#### Fragmento para leer:
Otro aspecto que hay que remarcar es el uso del dibujo (junto con el acrílico) en sus pinturas, todo es perfecto, cada trazo está en el lugar que le corresponde.»
Las palabras citadas narran con precisión el aspecto visual de la obra, se concentra en lo formal, aunque también esboza con agudeza lo que sucede por dentro. Otro texto enfatiza más en este aspecto interior, me refiero a Crisálida, escrito por Andrés Isaac Santana. Es éste un fragmento de su análisis, volcado al espíritu interno de la obra de Lisyanet:
«Es una hacedora de metáforas y de rizomas. Su obra, a sus anchas, goza de una doble condición: la centralización de la belleza confesada en tanto que pulsión manifiesta, de una parte; de otra, el encumbramiento de la extrañeza convertida en el espacio en el que se produce la fruición de lo inquietante. Sus piezas se revelan como auténticas metáforas, tejidos alegóricos que no remiten precisamente a la ficción, como pudiera pensarse, sino que, por el contrario, se acercan a su propia vida a modo de biografía visual de lo que fue su infancia. Estas obras no deberían ser leídas solo, o no únicamente, como formalizaciones estéticas relatoras de un gran virtuosismo técnico. Deberían ser leídas, por el contrario, como revelaciones simbólicas de su historia personal y familiar, como el tratado enfático en el que se registran las pistas e indicios de una particular existencia, la radiografía de un presente que procura el cruce con el pasado. En la misma medida en que yo idolatro las palabras y las invito a formar parte sustancial de mi mundo; Lisyanet, a su manera, convierte la ficción del arte en esencia de vida, se forja una mitología privada que habita a su voluntad y a su antojo. Los personajes que, junto a ella, pueblan ese mundo, parecen liberados de una tierra extraña, una isla tal vez. El silencio de sus espacios y su ceguera, les revelan desprovistos de sus atributos y de sus prerrogativas. Esos personajes, en apariencia, se manifiestan contra los mundos esteriotipados, anuncian su felicidad al tiempo que cantan sus amarguras confusas, sus vidas oscilan entre lo fútil y lo fúnebre, entre la densidad verbal y la epifanía».
Si bien las palabras de Daniel G. Alfonso apuntan más a su mano -protagonista de la ejecución- y las palabras de Andrés Isaac Santana encarnan principalmente el proceso mental -los conceptos que sostienen su propuesta, el campo de las ideas- , es posible que la función del texto de Magela Garcés titulado Carta a una señorita en Ginebra sea la de enfocarse en el corazón, en lo emotivo, es por eso que manifiesta:
«Mis dolores, mis miedos, mis tormentos, mis ansiedades… Lis los refleja, y mejor todavía, los reivindica. Sus pinturas me identifican como nada lo había hecho. Percibo una sinceridad aplastante en esas imágenes, acaso porque las veo como una extensión de mi ser, y las he vivido como mi mejor manera de expresión, de evasión, de conexión conmigo misma.” Y más adelante agrega: “Lis logra hacer hermoso lo grotesco, lo desviado, lo anormal, pero no edulcorándolo con maquillaje, sino presentando la deformidad en toda su magnificencia».
Quizás es esa composición equilibrada entre cerebro-concepto, corazón-emoción y mano-realización lo que más nos asombra de la obra de Lisyanet Rodriguez. Recordemos aquella regla de las matemáticas que nos decía: tres puntos en el espacio arman un plano. Por eso una mesa de tres patas nunca cojea.

#### Ejercicios:
1) Edita el fragmento sobre la obra de Lisyanet Rodriguez desde «Quizás es esa» hasta «patas nunca cojea.», sustituyendo «mesa» por «banqueta».
2) Según el fragmento sobre la obra de Lisyanet Rodriguez, ¿quién escribió el texto titulado Crisálida?

#### Datos mostrados:
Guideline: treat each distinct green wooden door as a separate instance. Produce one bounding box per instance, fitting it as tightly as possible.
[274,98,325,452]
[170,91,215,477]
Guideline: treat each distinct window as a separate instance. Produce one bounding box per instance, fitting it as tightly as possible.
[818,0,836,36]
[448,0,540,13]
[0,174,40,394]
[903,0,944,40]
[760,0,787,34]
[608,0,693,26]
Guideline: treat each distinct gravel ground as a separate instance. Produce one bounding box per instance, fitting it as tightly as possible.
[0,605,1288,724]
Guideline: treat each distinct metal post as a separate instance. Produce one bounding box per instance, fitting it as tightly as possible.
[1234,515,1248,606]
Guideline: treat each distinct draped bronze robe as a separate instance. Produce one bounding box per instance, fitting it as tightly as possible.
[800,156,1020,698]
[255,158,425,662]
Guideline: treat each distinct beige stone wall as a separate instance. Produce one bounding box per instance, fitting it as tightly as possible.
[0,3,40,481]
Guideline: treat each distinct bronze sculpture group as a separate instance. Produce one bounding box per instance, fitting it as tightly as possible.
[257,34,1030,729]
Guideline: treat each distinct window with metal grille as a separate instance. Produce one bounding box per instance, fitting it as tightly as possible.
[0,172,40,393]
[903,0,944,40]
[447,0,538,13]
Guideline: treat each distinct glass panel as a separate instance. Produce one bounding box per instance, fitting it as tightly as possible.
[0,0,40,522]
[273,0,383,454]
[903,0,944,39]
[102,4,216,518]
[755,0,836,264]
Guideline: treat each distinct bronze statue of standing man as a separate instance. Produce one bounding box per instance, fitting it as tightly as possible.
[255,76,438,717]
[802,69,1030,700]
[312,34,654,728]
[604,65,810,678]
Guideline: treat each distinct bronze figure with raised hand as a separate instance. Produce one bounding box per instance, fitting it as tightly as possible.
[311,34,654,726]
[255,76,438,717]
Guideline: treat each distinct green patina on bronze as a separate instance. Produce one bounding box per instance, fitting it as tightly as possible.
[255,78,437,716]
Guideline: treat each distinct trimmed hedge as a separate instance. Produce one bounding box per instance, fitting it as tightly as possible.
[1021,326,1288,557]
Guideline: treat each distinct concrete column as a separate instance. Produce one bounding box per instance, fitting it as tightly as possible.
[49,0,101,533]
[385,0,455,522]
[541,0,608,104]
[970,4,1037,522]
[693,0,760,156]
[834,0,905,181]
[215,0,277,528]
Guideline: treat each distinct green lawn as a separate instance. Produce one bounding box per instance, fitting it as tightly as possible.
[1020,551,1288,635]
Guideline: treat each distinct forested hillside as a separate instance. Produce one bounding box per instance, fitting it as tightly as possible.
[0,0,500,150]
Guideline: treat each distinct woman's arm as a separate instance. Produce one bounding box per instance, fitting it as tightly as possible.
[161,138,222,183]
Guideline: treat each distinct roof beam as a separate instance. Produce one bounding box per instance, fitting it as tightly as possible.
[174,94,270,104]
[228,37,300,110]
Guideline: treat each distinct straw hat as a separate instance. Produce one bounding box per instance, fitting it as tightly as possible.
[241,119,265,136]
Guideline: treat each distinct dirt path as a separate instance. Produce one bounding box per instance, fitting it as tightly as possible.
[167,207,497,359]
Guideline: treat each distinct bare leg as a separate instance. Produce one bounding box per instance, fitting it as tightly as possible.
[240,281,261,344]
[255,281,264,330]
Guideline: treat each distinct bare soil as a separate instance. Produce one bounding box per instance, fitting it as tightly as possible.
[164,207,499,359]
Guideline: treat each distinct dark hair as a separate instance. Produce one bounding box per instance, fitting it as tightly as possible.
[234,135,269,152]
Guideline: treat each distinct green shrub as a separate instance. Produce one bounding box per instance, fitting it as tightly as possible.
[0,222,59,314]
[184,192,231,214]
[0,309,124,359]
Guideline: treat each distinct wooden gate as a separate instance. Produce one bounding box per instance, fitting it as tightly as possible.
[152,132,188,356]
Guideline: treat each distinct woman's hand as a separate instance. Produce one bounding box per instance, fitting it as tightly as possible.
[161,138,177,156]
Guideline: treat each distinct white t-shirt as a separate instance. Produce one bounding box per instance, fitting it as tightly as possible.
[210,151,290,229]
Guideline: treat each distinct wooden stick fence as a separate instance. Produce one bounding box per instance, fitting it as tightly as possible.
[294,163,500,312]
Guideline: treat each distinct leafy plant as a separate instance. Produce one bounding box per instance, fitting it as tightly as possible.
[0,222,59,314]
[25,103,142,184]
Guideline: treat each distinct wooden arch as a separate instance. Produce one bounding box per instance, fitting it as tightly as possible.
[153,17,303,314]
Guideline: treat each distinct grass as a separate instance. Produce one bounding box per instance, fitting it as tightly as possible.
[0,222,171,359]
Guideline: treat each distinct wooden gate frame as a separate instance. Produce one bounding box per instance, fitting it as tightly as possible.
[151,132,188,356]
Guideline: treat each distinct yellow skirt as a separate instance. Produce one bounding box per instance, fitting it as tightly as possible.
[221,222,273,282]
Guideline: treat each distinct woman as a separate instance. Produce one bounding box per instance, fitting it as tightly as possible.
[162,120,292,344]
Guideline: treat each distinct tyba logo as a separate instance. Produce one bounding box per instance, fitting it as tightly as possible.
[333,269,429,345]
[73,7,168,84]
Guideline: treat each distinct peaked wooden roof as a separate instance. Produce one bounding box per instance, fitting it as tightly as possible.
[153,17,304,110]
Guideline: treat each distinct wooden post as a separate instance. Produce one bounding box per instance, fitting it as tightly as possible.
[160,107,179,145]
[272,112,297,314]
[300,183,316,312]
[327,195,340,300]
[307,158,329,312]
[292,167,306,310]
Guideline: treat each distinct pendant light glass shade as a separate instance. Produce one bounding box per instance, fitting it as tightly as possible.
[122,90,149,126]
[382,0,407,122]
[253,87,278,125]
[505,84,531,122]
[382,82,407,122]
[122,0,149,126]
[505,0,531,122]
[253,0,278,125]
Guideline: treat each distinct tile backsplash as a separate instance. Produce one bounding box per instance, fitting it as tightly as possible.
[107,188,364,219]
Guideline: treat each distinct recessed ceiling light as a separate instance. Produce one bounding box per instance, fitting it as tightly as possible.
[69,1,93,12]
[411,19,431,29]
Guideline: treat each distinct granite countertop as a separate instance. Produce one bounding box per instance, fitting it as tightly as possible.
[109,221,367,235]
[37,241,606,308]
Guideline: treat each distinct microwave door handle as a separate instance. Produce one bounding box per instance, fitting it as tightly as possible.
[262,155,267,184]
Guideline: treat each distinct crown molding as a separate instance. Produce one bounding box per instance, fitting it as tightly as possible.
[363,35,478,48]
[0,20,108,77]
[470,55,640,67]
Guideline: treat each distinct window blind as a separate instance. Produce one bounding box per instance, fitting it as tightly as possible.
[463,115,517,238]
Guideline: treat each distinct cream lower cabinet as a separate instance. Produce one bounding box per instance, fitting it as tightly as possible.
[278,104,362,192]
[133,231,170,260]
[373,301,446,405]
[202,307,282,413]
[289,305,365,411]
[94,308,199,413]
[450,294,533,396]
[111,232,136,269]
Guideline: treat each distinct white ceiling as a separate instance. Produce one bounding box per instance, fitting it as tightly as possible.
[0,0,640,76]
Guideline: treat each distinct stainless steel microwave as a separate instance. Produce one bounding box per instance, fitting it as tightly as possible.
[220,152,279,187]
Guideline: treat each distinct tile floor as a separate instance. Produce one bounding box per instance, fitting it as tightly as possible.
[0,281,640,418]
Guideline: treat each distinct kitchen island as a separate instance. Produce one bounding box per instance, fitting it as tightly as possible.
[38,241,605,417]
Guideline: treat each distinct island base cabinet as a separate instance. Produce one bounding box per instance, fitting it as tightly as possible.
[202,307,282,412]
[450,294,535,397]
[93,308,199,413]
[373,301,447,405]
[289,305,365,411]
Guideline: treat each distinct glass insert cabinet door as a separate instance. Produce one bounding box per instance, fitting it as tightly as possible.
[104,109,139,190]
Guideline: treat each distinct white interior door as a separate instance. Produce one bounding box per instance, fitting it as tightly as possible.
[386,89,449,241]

#### Tus respuestas:
1)
Quizás es esa composición equilibrada entre cerebro-concepto, corazón-emoción y mano-realización lo que más nos asombra de la obra de Lisyanet Rodriguez. Recordemos aquella regla de las matemáticas que nos decía: tres puntos en el espacio arman un plano. Por eso una banqueta de tres patas nunca cojea.

2) Andrés Isaac Santana.